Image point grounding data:
━━━━━━━━━━

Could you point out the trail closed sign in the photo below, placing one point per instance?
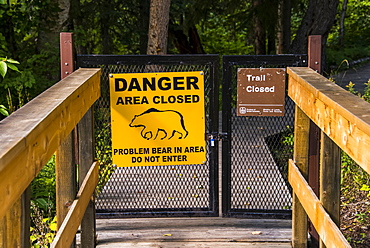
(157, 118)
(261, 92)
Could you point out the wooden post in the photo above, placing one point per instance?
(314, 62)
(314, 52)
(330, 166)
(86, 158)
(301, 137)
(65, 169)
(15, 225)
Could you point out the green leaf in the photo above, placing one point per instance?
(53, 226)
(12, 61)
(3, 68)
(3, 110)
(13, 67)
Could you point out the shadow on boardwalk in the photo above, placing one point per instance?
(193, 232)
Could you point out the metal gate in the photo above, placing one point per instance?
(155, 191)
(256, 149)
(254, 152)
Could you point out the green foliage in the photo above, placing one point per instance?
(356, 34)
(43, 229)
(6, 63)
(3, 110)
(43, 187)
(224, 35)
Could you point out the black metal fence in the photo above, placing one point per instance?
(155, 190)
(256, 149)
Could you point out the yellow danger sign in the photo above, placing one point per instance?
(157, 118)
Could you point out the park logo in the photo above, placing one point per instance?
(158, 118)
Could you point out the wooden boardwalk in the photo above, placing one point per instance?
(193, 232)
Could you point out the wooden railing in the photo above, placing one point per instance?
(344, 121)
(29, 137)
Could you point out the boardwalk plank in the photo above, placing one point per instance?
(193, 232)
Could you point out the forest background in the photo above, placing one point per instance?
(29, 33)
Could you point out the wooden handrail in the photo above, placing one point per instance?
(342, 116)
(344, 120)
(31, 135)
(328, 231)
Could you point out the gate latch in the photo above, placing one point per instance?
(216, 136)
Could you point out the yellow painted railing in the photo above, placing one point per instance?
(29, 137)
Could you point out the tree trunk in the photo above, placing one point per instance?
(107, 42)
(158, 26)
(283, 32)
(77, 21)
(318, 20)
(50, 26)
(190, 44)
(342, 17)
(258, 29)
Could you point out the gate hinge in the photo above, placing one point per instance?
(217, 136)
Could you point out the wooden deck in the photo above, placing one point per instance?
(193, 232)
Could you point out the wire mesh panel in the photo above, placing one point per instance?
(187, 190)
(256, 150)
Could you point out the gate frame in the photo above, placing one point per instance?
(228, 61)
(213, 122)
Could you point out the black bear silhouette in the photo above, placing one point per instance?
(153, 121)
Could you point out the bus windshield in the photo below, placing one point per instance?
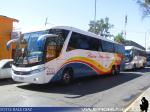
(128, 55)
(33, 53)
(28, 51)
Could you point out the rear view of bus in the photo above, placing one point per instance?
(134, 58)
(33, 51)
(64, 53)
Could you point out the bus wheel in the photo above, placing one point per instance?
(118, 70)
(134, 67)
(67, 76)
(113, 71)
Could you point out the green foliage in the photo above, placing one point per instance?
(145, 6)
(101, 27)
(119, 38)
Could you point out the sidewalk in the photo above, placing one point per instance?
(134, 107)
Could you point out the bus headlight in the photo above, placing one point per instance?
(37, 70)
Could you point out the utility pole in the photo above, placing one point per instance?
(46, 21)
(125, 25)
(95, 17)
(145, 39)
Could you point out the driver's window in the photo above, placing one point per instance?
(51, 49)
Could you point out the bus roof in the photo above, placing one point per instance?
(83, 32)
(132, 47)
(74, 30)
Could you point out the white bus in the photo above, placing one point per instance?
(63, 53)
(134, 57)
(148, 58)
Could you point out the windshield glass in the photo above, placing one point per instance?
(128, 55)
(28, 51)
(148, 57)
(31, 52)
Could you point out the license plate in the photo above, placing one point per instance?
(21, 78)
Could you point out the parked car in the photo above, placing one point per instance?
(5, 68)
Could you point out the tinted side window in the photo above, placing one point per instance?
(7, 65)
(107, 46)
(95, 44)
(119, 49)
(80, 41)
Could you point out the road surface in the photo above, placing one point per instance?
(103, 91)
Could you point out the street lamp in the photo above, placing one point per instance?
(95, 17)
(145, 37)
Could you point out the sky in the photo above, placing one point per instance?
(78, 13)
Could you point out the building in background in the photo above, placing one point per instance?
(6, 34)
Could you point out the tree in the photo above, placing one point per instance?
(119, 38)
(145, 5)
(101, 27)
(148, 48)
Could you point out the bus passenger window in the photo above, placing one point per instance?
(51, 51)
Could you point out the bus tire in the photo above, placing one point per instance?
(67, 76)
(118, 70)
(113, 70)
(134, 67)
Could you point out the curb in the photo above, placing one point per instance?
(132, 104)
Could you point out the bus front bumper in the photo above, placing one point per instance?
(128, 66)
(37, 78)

━━━━━━━━━━

WORK ITEM:
A faithful, complete copy of the records above is required, one that contains no pictures.

EXERCISE SOLUTION:
Could you point out the trail closed sign in the photo below, placing one point per instance?
(157, 118)
(261, 92)
Could you point out the wooden post in the photo above, placing one point per instance?
(314, 62)
(314, 52)
(330, 166)
(86, 158)
(301, 137)
(65, 169)
(15, 225)
Could you point out the green leaf in the photo above, placing one point per instance?
(53, 226)
(12, 61)
(3, 68)
(3, 110)
(13, 67)
Could you point out the shadow on boardwalk in the photo above, placing one point per instance?
(193, 232)
Could you point out the metal gate in the photo above, placing one point per instance?
(155, 191)
(256, 149)
(254, 152)
Could you point out the green foliage in the photo above, placing one point per instance?
(356, 34)
(43, 229)
(6, 63)
(3, 110)
(43, 187)
(224, 35)
Could you point out the black metal fence in the photo above, placing one point per instance?
(155, 190)
(256, 149)
Could you point out the yellow danger sign in the photo above, placing one point per instance?
(157, 118)
Could you point out the park logo in the photo above, placing one point per instance?
(158, 118)
Could you point out the wooden boardwalk in the photo above, placing one point per instance?
(193, 232)
Could you point out the wooden railing in the photo above, placing one point per instance?
(344, 121)
(29, 137)
Could you point out the boardwalk plank in the photo above, placing one point per instance?
(193, 232)
Could you point out the forest background in the photo above, placing one point per instance?
(29, 33)
Could you point out the wooden handrail in the photo above, placing one point per instance?
(342, 116)
(344, 120)
(31, 135)
(328, 231)
Could you point out the gate latch in the photo above, placing one point per instance?
(216, 136)
Could you point out the yellow painted railing in the photo above, placing one point per instance?
(29, 137)
Could you point out the tree trunk in the photo above, placing one point per instance?
(107, 42)
(158, 26)
(283, 32)
(77, 21)
(318, 20)
(50, 26)
(190, 44)
(342, 17)
(258, 29)
Could you point out the gate hinge in the photo above, placing one point per instance?
(217, 136)
Could you point out the wooden deck in the photo above, placing one point per instance?
(193, 232)
Could you point out the wire mesh panel in the photo above, placing one point per instance?
(187, 190)
(256, 150)
Could you point out the gate frame in the photo above, placing one point per instance?
(228, 61)
(213, 122)
Could you point out the black bear silhouette in the photo above, placing one point per instance?
(153, 121)
Could you point out the bus windshield in the photo below, placing one point per instance?
(128, 55)
(33, 53)
(28, 51)
Could you point out the rear view of bus in the photo above, placing one point per instance?
(134, 58)
(33, 51)
(64, 53)
Could you point out the bus wheel in the photo above, placing one point per instance?
(118, 70)
(134, 67)
(67, 76)
(113, 71)
Could you point out the green foliage in the photo above, placing one point per instance?
(145, 6)
(101, 27)
(119, 38)
Could you point out the sidewalk in the photo above, placing one point per instance?
(134, 107)
Could you point out the bus headlight in the photo above, placing one point per instance?
(37, 70)
Could you point out the utility pole in the photo above, placing one point per instance?
(46, 21)
(125, 25)
(95, 17)
(145, 39)
Could you point out the driver's window in the photo above, placing one point per instance?
(51, 49)
Could you point out the bus roof in the photo above, placing one point per instance?
(83, 32)
(132, 47)
(74, 30)
Could you point out the white bus in the photo above, placing one point per instance?
(63, 53)
(134, 57)
(148, 58)
Could you point out the windshield glass in the photo above, placing one point per instance?
(128, 55)
(28, 51)
(148, 57)
(31, 52)
Could you point out the license plate in the photo above, placing one point per instance?
(21, 78)
Could you point out the parked car in the photo above, placing one point per instance?
(5, 68)
Could you point out the tinted side window in the photo above, placing one point per instance?
(7, 65)
(107, 46)
(95, 44)
(119, 49)
(80, 41)
Could you point out the road surface in the photo above, placing one point per instance?
(103, 91)
Could you point out the street lamp in the photo above, placing one point per instance?
(95, 17)
(145, 37)
Could you point out the sky in the photo above, placing one point per instance?
(78, 13)
Could you point out the building in background in the photo above, placing one point per instance?
(6, 34)
Could you point out the tree in the photo above, placing one point per instance?
(119, 38)
(145, 5)
(101, 27)
(148, 48)
Could you point out the bus passenger window in the photo above, placing one point per instance?
(51, 51)
Could you point out the bus tire in the photo above, placing one point per instance?
(67, 76)
(118, 70)
(113, 70)
(134, 67)
Could you point out the curb in the photo above, placing one point per instance?
(132, 104)
Could you point out the bus front bumper in the photo above, placing one point per instance?
(128, 66)
(37, 78)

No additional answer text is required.